# WHAT IS NEEDED:
Retype the data verbatim, starting at the line containing "Exercise. Identify the rear" and continuing through the last line of the data, both included.

=== RECORDS TO PROCESS ===

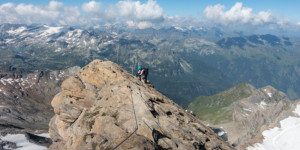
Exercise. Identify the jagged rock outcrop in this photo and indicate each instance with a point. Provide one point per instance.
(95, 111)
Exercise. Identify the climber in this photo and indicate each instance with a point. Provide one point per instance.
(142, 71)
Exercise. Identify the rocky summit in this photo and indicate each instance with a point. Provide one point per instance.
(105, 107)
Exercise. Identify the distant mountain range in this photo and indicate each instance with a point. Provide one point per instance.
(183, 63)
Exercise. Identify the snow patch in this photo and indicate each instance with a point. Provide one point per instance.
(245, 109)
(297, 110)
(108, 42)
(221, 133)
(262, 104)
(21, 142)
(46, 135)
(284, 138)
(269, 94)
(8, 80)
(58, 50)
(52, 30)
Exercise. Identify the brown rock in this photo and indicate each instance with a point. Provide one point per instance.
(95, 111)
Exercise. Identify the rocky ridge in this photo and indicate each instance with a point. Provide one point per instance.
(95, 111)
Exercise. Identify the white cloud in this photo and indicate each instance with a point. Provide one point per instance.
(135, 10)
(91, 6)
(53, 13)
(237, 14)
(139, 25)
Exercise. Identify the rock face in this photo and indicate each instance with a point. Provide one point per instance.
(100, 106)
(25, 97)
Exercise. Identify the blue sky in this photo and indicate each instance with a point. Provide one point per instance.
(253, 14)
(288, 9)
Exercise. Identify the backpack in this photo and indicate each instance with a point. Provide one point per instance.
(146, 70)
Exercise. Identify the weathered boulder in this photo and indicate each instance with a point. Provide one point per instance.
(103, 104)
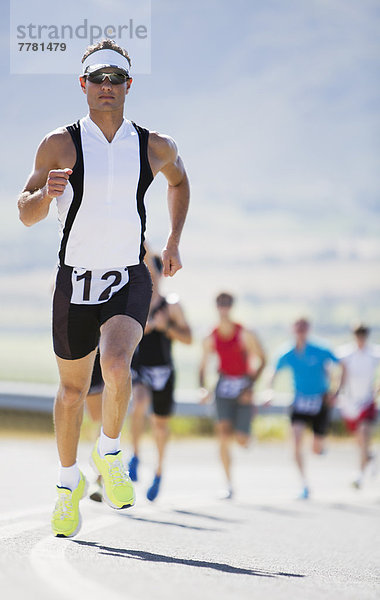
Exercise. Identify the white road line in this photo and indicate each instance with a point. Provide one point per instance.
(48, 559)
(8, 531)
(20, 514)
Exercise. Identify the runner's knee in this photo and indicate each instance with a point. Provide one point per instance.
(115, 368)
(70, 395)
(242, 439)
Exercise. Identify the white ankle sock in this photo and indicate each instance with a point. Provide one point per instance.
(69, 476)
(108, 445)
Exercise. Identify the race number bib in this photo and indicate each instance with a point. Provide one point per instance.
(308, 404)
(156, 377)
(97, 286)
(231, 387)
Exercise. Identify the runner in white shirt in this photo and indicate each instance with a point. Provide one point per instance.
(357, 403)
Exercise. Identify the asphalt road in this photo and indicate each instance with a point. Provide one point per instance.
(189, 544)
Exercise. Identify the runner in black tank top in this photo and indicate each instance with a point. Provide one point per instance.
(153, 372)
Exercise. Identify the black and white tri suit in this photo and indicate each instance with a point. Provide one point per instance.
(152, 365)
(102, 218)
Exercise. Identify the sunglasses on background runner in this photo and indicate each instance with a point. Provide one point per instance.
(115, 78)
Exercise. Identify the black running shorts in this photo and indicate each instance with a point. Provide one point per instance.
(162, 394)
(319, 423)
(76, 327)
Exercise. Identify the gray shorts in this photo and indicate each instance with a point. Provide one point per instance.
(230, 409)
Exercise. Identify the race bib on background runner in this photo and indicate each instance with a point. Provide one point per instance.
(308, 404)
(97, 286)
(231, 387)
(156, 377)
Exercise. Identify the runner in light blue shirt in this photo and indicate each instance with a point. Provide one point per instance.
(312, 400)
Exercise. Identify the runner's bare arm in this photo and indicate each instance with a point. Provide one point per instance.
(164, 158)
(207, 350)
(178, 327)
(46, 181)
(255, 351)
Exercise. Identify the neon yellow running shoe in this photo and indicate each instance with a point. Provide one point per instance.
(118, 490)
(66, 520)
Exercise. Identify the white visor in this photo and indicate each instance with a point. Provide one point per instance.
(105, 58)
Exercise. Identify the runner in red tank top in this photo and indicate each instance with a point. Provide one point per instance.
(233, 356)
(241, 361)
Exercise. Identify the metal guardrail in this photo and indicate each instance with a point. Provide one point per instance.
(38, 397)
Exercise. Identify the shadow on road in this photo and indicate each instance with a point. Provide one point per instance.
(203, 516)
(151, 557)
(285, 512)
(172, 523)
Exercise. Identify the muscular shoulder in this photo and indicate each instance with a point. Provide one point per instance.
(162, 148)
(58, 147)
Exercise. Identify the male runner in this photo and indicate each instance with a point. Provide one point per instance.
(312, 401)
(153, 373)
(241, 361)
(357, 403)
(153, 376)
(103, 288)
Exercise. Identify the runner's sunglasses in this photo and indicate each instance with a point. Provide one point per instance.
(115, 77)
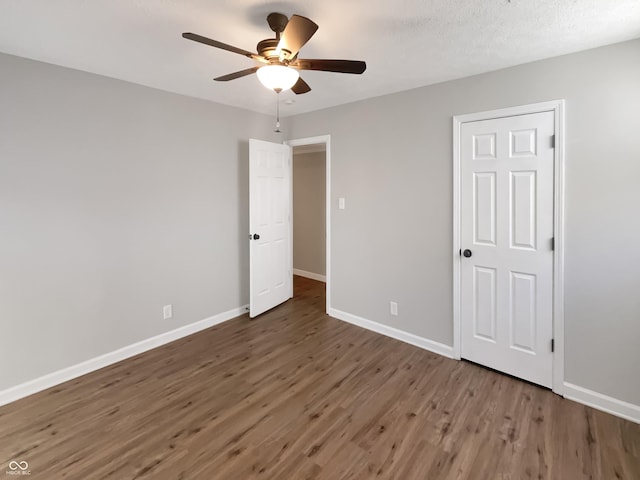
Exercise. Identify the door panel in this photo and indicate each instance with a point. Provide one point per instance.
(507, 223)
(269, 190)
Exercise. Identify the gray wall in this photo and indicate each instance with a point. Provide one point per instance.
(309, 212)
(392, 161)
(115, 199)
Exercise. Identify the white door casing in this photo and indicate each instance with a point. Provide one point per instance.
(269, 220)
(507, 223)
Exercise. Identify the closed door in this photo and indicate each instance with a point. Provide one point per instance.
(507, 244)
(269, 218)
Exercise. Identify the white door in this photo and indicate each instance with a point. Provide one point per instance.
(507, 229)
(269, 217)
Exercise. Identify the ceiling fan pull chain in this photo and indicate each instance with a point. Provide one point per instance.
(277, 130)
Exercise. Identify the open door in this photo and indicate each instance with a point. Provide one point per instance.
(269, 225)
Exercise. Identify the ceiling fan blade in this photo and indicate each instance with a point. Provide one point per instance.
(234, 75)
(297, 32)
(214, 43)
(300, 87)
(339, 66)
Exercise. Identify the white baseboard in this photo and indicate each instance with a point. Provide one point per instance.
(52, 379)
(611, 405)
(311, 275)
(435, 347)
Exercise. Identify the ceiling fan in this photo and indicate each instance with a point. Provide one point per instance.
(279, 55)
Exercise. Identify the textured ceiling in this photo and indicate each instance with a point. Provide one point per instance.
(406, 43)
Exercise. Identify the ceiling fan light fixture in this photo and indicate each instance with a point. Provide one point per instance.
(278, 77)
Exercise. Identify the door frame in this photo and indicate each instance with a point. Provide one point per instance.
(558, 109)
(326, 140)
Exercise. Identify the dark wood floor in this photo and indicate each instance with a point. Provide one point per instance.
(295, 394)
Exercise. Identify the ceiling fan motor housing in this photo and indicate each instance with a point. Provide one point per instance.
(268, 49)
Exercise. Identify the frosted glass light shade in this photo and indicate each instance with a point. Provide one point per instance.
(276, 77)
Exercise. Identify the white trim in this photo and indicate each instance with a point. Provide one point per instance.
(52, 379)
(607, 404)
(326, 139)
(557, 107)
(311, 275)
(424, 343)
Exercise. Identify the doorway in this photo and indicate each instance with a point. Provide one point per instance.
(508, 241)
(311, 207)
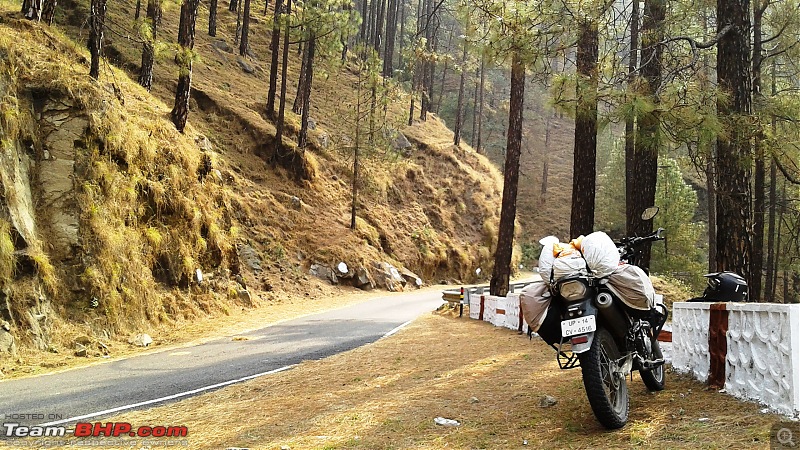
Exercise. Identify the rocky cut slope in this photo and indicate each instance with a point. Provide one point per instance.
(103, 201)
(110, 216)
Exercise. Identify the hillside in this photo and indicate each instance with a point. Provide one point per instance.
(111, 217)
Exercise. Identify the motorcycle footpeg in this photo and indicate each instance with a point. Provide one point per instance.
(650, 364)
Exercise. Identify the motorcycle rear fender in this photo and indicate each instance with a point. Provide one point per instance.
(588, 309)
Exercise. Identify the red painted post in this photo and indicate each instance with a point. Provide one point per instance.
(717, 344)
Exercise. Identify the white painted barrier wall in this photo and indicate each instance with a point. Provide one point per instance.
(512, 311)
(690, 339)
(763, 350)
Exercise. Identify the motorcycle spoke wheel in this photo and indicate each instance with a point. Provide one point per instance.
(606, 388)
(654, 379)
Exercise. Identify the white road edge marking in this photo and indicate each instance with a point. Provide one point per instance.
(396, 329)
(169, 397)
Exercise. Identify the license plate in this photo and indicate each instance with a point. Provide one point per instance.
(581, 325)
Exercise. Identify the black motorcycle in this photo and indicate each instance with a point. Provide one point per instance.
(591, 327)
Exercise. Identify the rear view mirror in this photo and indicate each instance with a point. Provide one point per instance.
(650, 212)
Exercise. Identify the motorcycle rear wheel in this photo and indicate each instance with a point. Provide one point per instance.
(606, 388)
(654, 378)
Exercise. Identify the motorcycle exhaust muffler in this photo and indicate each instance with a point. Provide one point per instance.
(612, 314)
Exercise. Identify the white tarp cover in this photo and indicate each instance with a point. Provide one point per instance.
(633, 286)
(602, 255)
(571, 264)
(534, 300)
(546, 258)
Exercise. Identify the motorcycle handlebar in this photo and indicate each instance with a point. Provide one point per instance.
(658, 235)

===

# TASK RESULT:
Exercise. Identify the rear view mirror in this photo and indicate each instance with a point. Provide one point per instance.
(650, 212)
Exercise. Identify the motorcycle rear wheel in this photo and indicate each instance with a point. Provide one point per instance.
(606, 388)
(654, 378)
Exercise. Identify the motorcycle exhaust muffler in this photo and indicate each instance with a point. Provide one point per instance.
(612, 314)
Exercise. Identify the white tarp cover in this photo and indicate each instance with a point. Provide one point per instance.
(633, 286)
(602, 255)
(571, 264)
(534, 300)
(546, 258)
Exercise. Identify the motorcycle handlebar in this photo and indicate each instance with a point. Provide one point per instance.
(658, 235)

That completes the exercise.